Records to use:
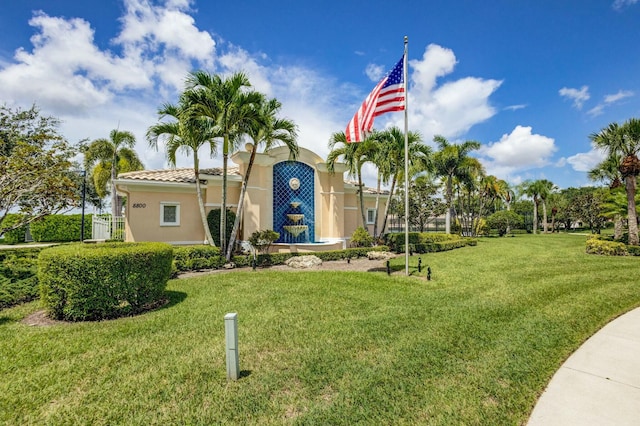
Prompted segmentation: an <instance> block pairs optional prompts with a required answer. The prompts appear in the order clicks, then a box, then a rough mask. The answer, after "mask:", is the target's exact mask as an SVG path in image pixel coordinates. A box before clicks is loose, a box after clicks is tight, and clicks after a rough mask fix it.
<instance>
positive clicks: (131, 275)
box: [38, 243, 173, 321]
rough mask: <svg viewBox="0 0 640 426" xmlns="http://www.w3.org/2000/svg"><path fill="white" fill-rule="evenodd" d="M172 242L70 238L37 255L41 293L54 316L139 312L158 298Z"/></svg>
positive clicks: (111, 316) (122, 314)
mask: <svg viewBox="0 0 640 426" xmlns="http://www.w3.org/2000/svg"><path fill="white" fill-rule="evenodd" d="M172 260H173V247H172V246H171V245H169V244H166V243H104V244H95V245H93V244H90V245H87V244H71V245H65V246H58V247H53V248H48V249H45V250H42V252H40V256H39V258H38V279H39V281H40V297H41V299H42V302H43V304H44V306H45V308H46V309H47V311H48V312H49V315H50V316H51V317H53V318H56V319H63V320H68V321H84V320H101V319H109V318H116V317H120V316H124V315H132V314H136V313H139V312H141V311H143V310H145V309H147V308H148V307H150V306H152V305H153V304H155V303H158V302H160V301H161V300H162V298H163V295H164V290H165V288H166V285H167V281H168V280H169V277H170V275H171V264H172Z"/></svg>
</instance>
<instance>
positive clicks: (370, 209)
mask: <svg viewBox="0 0 640 426" xmlns="http://www.w3.org/2000/svg"><path fill="white" fill-rule="evenodd" d="M375 220H376V209H367V225H371V224H372V223H374V222H375Z"/></svg>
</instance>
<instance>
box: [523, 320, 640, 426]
mask: <svg viewBox="0 0 640 426" xmlns="http://www.w3.org/2000/svg"><path fill="white" fill-rule="evenodd" d="M528 425H529V426H539V425H540V426H542V425H544V426H549V425H563V426H567V425H581V426H586V425H598V426H604V425H616V426H618V425H640V308H637V309H634V310H633V311H631V312H628V313H626V314H624V315H622V316H621V317H619V318H616V319H615V320H613V321H611V322H610V323H609V324H607V325H606V326H604V327H603V328H602V329H601V330H600V331H598V332H597V333H596V334H594V335H593V336H592V337H591V338H589V340H587V341H586V342H585V343H584V344H583V345H582V346H580V348H578V350H577V351H576V352H575V353H574V354H573V355H571V356H570V357H569V359H567V361H565V363H564V364H563V365H562V367H560V369H559V370H558V371H557V372H556V374H555V375H554V376H553V378H552V379H551V382H549V385H548V386H547V389H546V390H545V391H544V393H543V394H542V396H541V397H540V399H539V400H538V402H537V404H536V406H535V408H534V410H533V413H532V414H531V417H530V418H529V422H528Z"/></svg>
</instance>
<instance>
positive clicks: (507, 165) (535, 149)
mask: <svg viewBox="0 0 640 426" xmlns="http://www.w3.org/2000/svg"><path fill="white" fill-rule="evenodd" d="M556 150H557V148H556V145H555V140H554V139H553V138H549V137H547V136H542V135H537V134H534V133H532V129H531V127H528V126H520V125H518V126H516V127H515V128H514V129H513V131H512V132H511V133H510V134H504V135H502V137H501V138H500V140H499V141H498V142H491V143H489V144H487V145H483V146H482V147H481V148H480V150H479V151H478V153H479V156H480V159H481V161H482V163H483V165H484V166H485V168H486V170H487V173H488V174H492V175H496V176H500V177H503V178H507V176H510V175H512V174H514V173H518V172H521V171H524V170H528V169H534V168H540V167H544V166H546V165H548V164H549V162H550V159H551V156H552V155H553V153H554V152H555V151H556Z"/></svg>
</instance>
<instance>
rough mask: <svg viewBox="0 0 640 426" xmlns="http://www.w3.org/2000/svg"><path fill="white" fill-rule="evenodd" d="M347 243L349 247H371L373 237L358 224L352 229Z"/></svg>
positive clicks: (371, 244) (372, 243)
mask: <svg viewBox="0 0 640 426" xmlns="http://www.w3.org/2000/svg"><path fill="white" fill-rule="evenodd" d="M349 244H350V245H351V247H371V246H373V237H372V236H371V235H370V234H369V232H368V231H367V230H366V229H364V228H363V227H362V226H359V227H358V228H356V230H355V231H353V234H352V235H351V240H350V241H349Z"/></svg>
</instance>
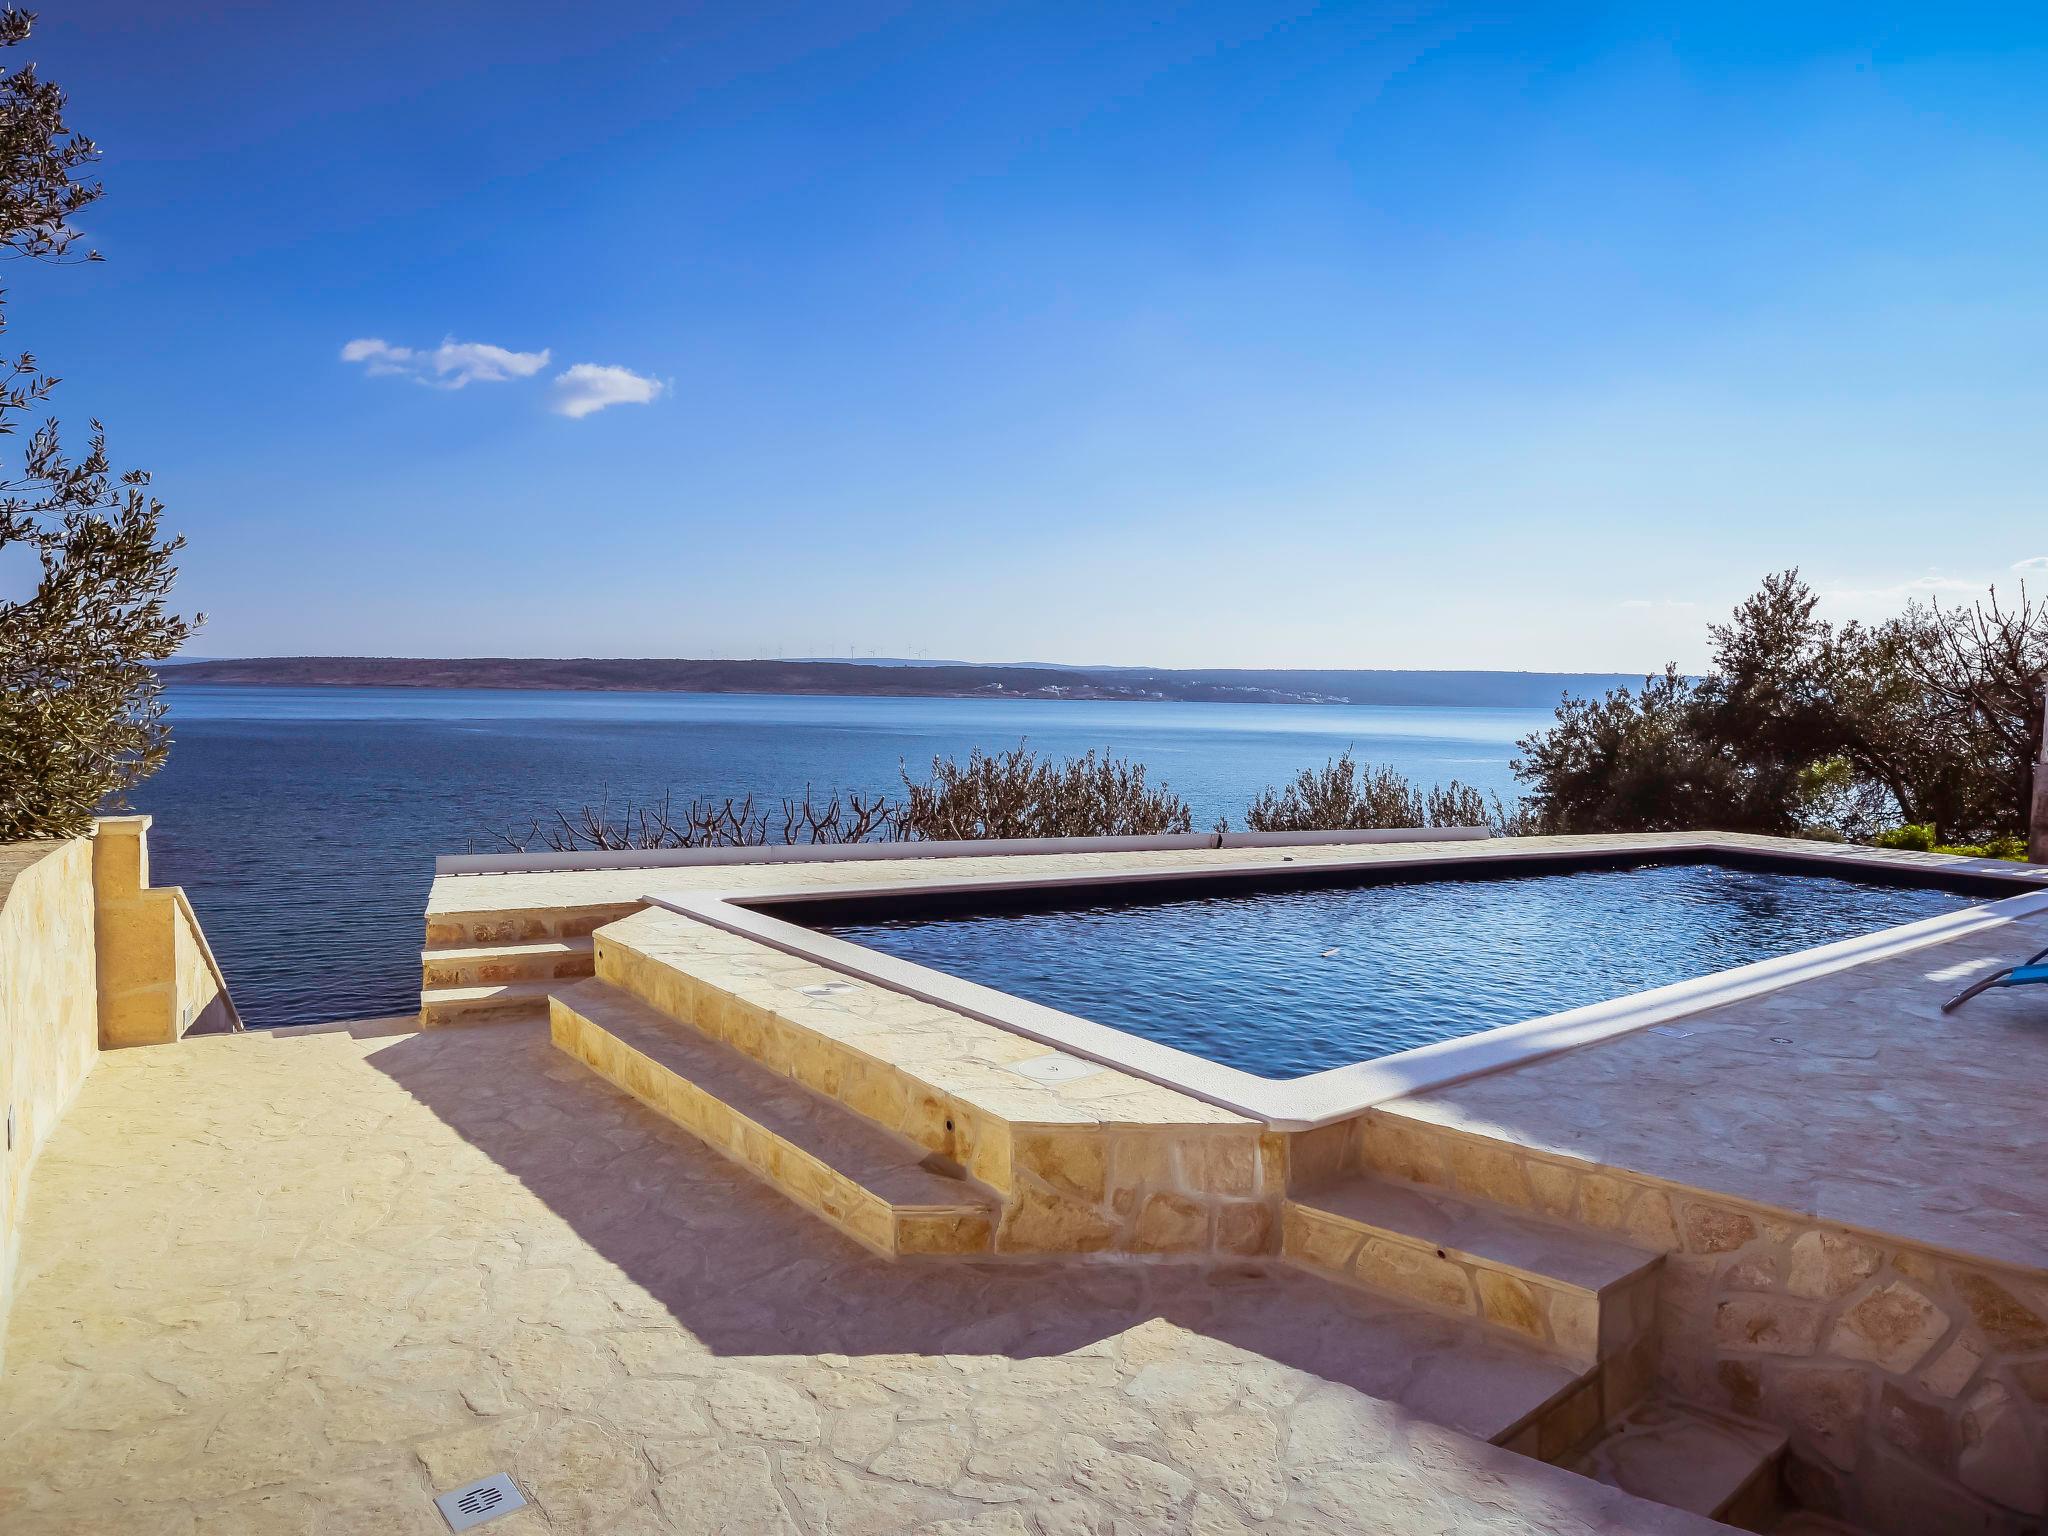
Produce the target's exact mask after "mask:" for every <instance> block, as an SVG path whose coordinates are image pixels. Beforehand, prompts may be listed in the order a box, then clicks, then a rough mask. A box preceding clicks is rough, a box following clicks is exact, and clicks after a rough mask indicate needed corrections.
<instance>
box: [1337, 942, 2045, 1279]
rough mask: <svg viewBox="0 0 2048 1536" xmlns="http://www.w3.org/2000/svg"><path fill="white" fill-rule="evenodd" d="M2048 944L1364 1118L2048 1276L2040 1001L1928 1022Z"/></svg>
mask: <svg viewBox="0 0 2048 1536" xmlns="http://www.w3.org/2000/svg"><path fill="white" fill-rule="evenodd" d="M2044 944H2048V918H2036V920H2021V922H2013V924H2005V926H2001V928H1995V930H1991V932H1982V934H1968V936H1964V938H1956V940H1952V942H1948V944H1935V946H1929V948H1923V950H1913V952H1909V954H1898V956H1892V958H1888V961H1874V963H1870V965H1860V967H1855V969H1851V971H1837V973H1835V975H1827V977H1815V979H1810V981H1802V983H1798V985H1792V987H1786V989H1782V991H1774V993H1765V995H1761V997H1747V999H1743V1001H1737V1004H1729V1006H1724V1008H1714V1010H1708V1012H1702V1014H1692V1016H1688V1018H1681V1020H1675V1022H1671V1024H1659V1026H1655V1028H1649V1030H1640V1032H1636V1034H1624V1036H1618V1038H1612V1040H1602V1042H1597V1044H1589V1047H1581V1049H1577V1051H1569V1053H1565V1055H1559V1057H1550V1059H1546V1061H1534V1063H1528V1065H1522V1067H1513V1069H1507V1071H1499V1073H1493V1075H1489V1077H1475V1079H1470V1081H1462V1083H1452V1085H1450V1087H1438V1090H1430V1092H1425V1094H1415V1096H1411V1098H1403V1100H1391V1102H1386V1104H1380V1106H1378V1110H1376V1114H1380V1116H1386V1118H1397V1116H1399V1118H1411V1120H1423V1122H1430V1124H1440V1126H1446V1128H1454V1130H1468V1133H1475V1135H1483V1137H1495V1139H1501V1141H1509V1143H1518V1145H1522V1147H1528V1149H1532V1151H1546V1153H1556V1155H1563V1157H1575V1159H1583V1161H1587V1163H1599V1165H1606V1167H1620V1169H1628V1171H1634V1174H1645V1176H1649V1178H1657V1180H1667V1182H1671V1184H1677V1186H1683V1188H1692V1190H1712V1192H1718V1194H1729V1196H1735V1198H1741V1200H1753V1202H1757V1204H1765V1206H1776V1208H1780V1210H1790V1212H1794V1214H1802V1217H1815V1219H1819V1221H1831V1223H1841V1225H1845V1227H1862V1229H1866V1231H1874V1233H1886V1235H1892V1237H1903V1239H1909V1241H1917V1243H1925V1245H1929V1247H1935V1249H1946V1251H1950V1253H1960V1255H1966V1257H1976V1260H1987V1262H1993V1264H2009V1266H2019V1268H2028V1270H2048V1137H2042V1135H2040V1124H2042V1083H2048V995H2044V993H2048V989H2042V987H2021V989H2013V991H1989V993H1985V995H1982V997H1976V999H1974V1001H1970V1004H1966V1006H1964V1008H1960V1010H1958V1012H1954V1014H1942V999H1946V997H1952V995H1954V993H1956V991H1960V989H1962V987H1964V985H1968V981H1970V979H1974V977H1980V975H1985V971H1991V969H1997V967H2001V965H2011V963H2013V961H2015V956H2025V954H2032V952H2034V950H2038V948H2042V946H2044Z"/></svg>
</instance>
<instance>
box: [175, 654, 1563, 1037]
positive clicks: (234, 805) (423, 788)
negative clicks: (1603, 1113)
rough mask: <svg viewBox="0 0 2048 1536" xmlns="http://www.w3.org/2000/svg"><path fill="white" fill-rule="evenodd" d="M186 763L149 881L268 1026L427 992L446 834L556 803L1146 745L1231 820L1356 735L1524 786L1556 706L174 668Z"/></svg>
mask: <svg viewBox="0 0 2048 1536" xmlns="http://www.w3.org/2000/svg"><path fill="white" fill-rule="evenodd" d="M168 698H170V723H172V733H174V745H172V752H170V762H168V766H166V768H164V772H160V774H158V776H156V778H152V780H150V782H145V784H143V786H141V788H139V791H137V795H135V809H137V811H147V813H152V815H154V817H156V827H154V829H152V854H154V879H156V881H158V883H162V885H182V887H186V891H188V893H190V897H193V905H195V907H197V909H199V918H201V922H203V924H205V928H207V934H209V938H211V940H213V946H215V950H217V954H219V956H221V965H223V969H225V971H227V981H229V985H231V987H233V993H236V1001H238V1004H240V1008H242V1014H244V1018H246V1020H248V1022H250V1024H309V1022H319V1020H330V1018H354V1016H371V1014H397V1012H410V1010H412V1008H416V1006H418V993H420V918H422V911H424V909H426V889H428V883H430V881H432V872H434V854H453V852H481V850H487V848H500V846H504V840H502V834H506V831H522V829H524V827H526V825H530V821H532V819H535V817H547V815H549V813H551V811H553V809H555V807H569V809H573V807H580V805H586V803H600V801H602V803H608V805H610V807H612V809H614V811H623V809H625V807H627V805H637V803H643V801H649V799H659V797H662V795H664V793H672V795H674V797H676V799H678V801H686V799H690V797H692V795H719V797H725V795H745V793H750V791H752V793H754V795H760V797H780V795H795V793H801V791H803V788H805V784H809V786H813V788H819V791H827V793H829V791H860V793H874V791H887V788H895V786H897V784H899V776H897V770H899V764H905V762H907V764H909V766H911V770H913V772H915V770H922V768H928V766H930V760H932V756H934V754H954V756H965V754H967V750H969V748H977V745H979V748H989V750H997V748H1010V745H1016V743H1018V741H1020V739H1024V741H1028V743H1030V745H1032V748H1036V750H1038V752H1049V754H1055V756H1067V754H1077V752H1085V750H1087V748H1100V750H1108V752H1114V754H1120V756H1130V758H1137V760H1141V762H1145V764H1147V766H1149V768H1151V774H1153V778H1159V780H1165V782H1167V784H1171V786H1174V788H1176V791H1180V793H1182V795H1184V797H1188V801H1190V803H1192V807H1194V817H1196V825H1198V827H1206V825H1210V823H1214V819H1217V817H1219V815H1229V817H1231V819H1233V821H1239V819H1241V817H1243V809H1245V805H1247V803H1249V801H1251V797H1253V795H1257V791H1260V788H1264V786H1266V784H1272V782H1278V780H1282V778H1288V776H1292V772H1294V770H1296V768H1307V766H1315V764H1321V762H1323V760H1325V758H1331V756H1335V754H1339V752H1343V750H1346V748H1348V745H1350V748H1356V750H1358V756H1360V758H1362V760H1370V762H1386V764H1393V766H1395V768H1399V770H1401V772H1403V774H1409V776H1411V778H1415V780H1419V782H1442V780H1450V778H1460V780H1464V782H1468V784H1479V786H1481V788H1487V791H1501V793H1503V795H1511V791H1513V774H1511V772H1509V768H1507V762H1509V758H1511V756H1513V743H1516V739H1518V737H1522V735H1528V733H1530V731H1534V729H1540V727H1544V725H1546V723H1548V721H1550V715H1548V713H1546V711H1526V709H1415V707H1333V705H1167V702H1159V705H1126V702H1085V700H993V698H991V700H983V698H791V696H754V694H578V692H510V690H422V688H246V686H244V688H229V686H182V688H170V690H168Z"/></svg>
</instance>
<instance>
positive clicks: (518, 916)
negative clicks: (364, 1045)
mask: <svg viewBox="0 0 2048 1536" xmlns="http://www.w3.org/2000/svg"><path fill="white" fill-rule="evenodd" d="M637 909H639V903H631V905H598V907H518V909H506V911H465V913H430V915H428V922H426V948H422V950H420V1028H440V1026H446V1024H512V1022H520V1020H539V1018H547V995H549V991H553V989H555V987H557V985H559V983H563V981H580V979H584V977H588V975H592V971H594V958H592V950H594V940H592V934H594V932H596V930H598V928H602V926H604V924H608V922H614V920H616V918H625V915H627V913H631V911H637Z"/></svg>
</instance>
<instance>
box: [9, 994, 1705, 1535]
mask: <svg viewBox="0 0 2048 1536" xmlns="http://www.w3.org/2000/svg"><path fill="white" fill-rule="evenodd" d="M6 1360H8V1372H6V1376H0V1530H6V1532H8V1536H57V1534H59V1532H61V1534H76V1536H86V1534H88V1532H90V1534H92V1536H102V1534H104V1532H123V1536H129V1534H139V1536H170V1534H176V1536H197V1532H205V1534H207V1536H231V1534H238V1532H311V1534H315V1536H326V1534H328V1532H348V1534H356V1532H360V1534H362V1536H371V1534H375V1536H406V1534H412V1532H416V1534H418V1536H430V1534H432V1532H440V1530H442V1526H440V1520H438V1516H436V1513H434V1509H432V1503H430V1495H432V1493H434V1491H440V1489H451V1487H459V1485H463V1483H467V1481H471V1479H477V1477H483V1475H485V1473H492V1470H508V1473H512V1475H514V1477H516V1479H518V1481H520V1485H522V1487H524V1489H526V1493H528V1495H530V1497H532V1507H530V1509H524V1511H518V1513H514V1516H510V1518H506V1520H502V1522H496V1524H492V1526H489V1532H492V1536H532V1534H535V1532H608V1534H612V1536H645V1534H647V1532H782V1534H788V1536H797V1534H811V1536H825V1534H827V1532H831V1534H844V1536H854V1534H856V1532H874V1534H881V1532H924V1534H926V1536H940V1534H942V1532H946V1534H954V1536H965V1534H967V1532H991V1534H997V1532H999V1534H1004V1536H1081V1534H1085V1536H1110V1534H1112V1532H1124V1534H1130V1536H1135V1534H1137V1532H1145V1534H1147V1536H1149V1534H1151V1532H1190V1534H1192V1532H1204V1536H1225V1534H1229V1532H1245V1530H1255V1532H1274V1534H1280V1532H1286V1534H1288V1536H1307V1534H1309V1532H1389V1534H1393V1536H1407V1534H1411V1532H1413V1534H1419V1532H1448V1530H1454V1532H1460V1534H1462V1532H1479V1534H1487V1532H1546V1534H1550V1536H1579V1534H1583V1532H1640V1534H1645V1536H1663V1534H1669V1536H1681V1534H1692V1536H1706V1534H1708V1532H1714V1530H1718V1528H1716V1526H1710V1524H1706V1522H1702V1520H1698V1518H1694V1516H1688V1513H1679V1511H1675V1509H1665V1507H1659V1505H1651V1503H1642V1501H1638V1499H1634V1497H1630V1495H1626V1493H1622V1491H1616V1489H1608V1487H1602V1485H1597V1483H1591V1481H1587V1479H1579V1477H1573V1475H1569V1473H1565V1470H1561V1468H1554V1466H1546V1464H1540V1462H1534V1460H1526V1458H1520V1456H1513V1454H1509V1452H1505V1450H1499V1448H1493V1446H1487V1444H1481V1442H1479V1440H1473V1438H1470V1436H1466V1434H1460V1432H1456V1430H1450V1427H1442V1423H1438V1421H1450V1423H1462V1425H1464V1427H1466V1430H1470V1432H1475V1434H1487V1432H1489V1430H1491V1425H1493V1421H1495V1419H1497V1417H1499V1413H1501V1409H1499V1401H1505V1399H1513V1397H1526V1395H1528V1393H1530V1391H1536V1389H1540V1382H1520V1384H1518V1382H1516V1372H1518V1370H1522V1372H1526V1370H1530V1364H1528V1356H1526V1352H1524V1354H1518V1352H1513V1350H1499V1352H1497V1354H1495V1356H1475V1352H1473V1350H1470V1339H1468V1335H1466V1333H1464V1331H1462V1329H1460V1327H1456V1325H1454V1323H1450V1321H1444V1319H1419V1317H1417V1315H1413V1313H1401V1311H1399V1309H1391V1307H1382V1305H1376V1303H1374V1300H1372V1298H1366V1296H1360V1294H1356V1292H1346V1290H1341V1288H1335V1286H1329V1284H1323V1282H1317V1280H1313V1278H1309V1276H1303V1274H1294V1272H1290V1270H1286V1268H1282V1266H1266V1268H1264V1270H1257V1268H1237V1270H1198V1268H1194V1266H1161V1264H1149V1266H1147V1264H1114V1266H1085V1264H1075V1266H1044V1264H965V1266H950V1268H944V1270H932V1268H930V1266H903V1264H889V1262H885V1260H879V1257H874V1255H870V1253H866V1251H864V1249H860V1247H856V1245H854V1243H850V1241H846V1239H844V1237H840V1235H836V1233H831V1231H829V1229H825V1227H821V1225H819V1223H813V1221H809V1219H805V1217H801V1212H793V1210H791V1208H788V1204H786V1202H782V1200H780V1196H776V1194H772V1192H768V1190H762V1188H760V1186H758V1184H756V1182H754V1180H752V1176H750V1174H743V1171H741V1169H735V1167H733V1165H729V1163H725V1161H723V1159H719V1157H715V1155H713V1153H709V1151H707V1149H702V1147H698V1145H696V1143H692V1141H690V1139H686V1137H684V1135H682V1133H678V1130H676V1128H674V1126H670V1124H666V1122H664V1120H662V1118H659V1116H655V1114H651V1112H647V1110H643V1108H641V1106H637V1104H633V1102H629V1100H623V1098H621V1096H618V1094H614V1092H612V1090H610V1087H608V1085H604V1083H600V1081H596V1079H594V1077H590V1073H586V1071H584V1069H582V1067H580V1065H578V1063H573V1061H567V1059H565V1057H561V1055H559V1053H555V1051H553V1049H551V1047H549V1042H547V1034H545V1030H543V1028H539V1026H532V1028H528V1026H506V1028H494V1030H442V1032H426V1034H391V1032H389V1026H387V1024H379V1026H377V1028H375V1030H365V1034H362V1038H356V1036H354V1034H348V1032H319V1034H295V1036H291V1038H274V1036H262V1034H254V1036H229V1038H221V1040H201V1042H195V1040H188V1042H184V1044H176V1047H156V1049H145V1051H125V1053H115V1055H109V1057H104V1059H102V1061H100V1065H98V1067H96V1069H94V1073H92V1077H90V1079H88V1081H86V1085H84V1092H82V1096H80V1100H78V1104H76V1108H74V1110H72V1114H70V1116H68V1118H66V1122H63V1124H61V1126H59V1130H57V1133H55V1137H53V1139H51V1143H49V1147H47V1151H45V1153H43V1157H41V1163H39V1167H37V1174H35V1182H33V1186H31V1208H29V1219H27V1229H25V1249H23V1268H20V1290H18V1298H16V1305H14V1313H12V1319H10V1331H8V1350H6ZM1403 1405H1405V1407H1403ZM1425 1415H1434V1419H1438V1421H1432V1417H1425Z"/></svg>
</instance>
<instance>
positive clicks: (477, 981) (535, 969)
mask: <svg viewBox="0 0 2048 1536" xmlns="http://www.w3.org/2000/svg"><path fill="white" fill-rule="evenodd" d="M592 950H594V942H592V938H590V934H584V936H582V938H547V940H539V942H535V944H469V946H446V948H432V950H420V985H422V989H434V987H502V985H506V983H510V981H580V979H582V977H588V975H592V971H594V958H592Z"/></svg>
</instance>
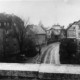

To-do item:
Extract every line of the records above that contains the string "coordinates", matching its case exactly.

Response to this task:
Prompted segmentation: an <instance> block pairs optional prompts with a required answer. The prompts appear in the order clicks, then a box, then a rough mask. The answer, after "mask:", is the target's exact mask as an SVG path in image pixel coordinates. A box before clicks is loose, a box after clicks is tight, and clicks after a rough mask fix it.
Produce the target's exact mask after "mask:" for every <instance> block, as an SVG path whose coordinates are image pixels. Beforehand, prompts may be listed in the order a box, then clicks, then a rough mask. A box preceding clicks is rough, a box following clicks is exact, and clicks after a rough mask indicate needed corrections.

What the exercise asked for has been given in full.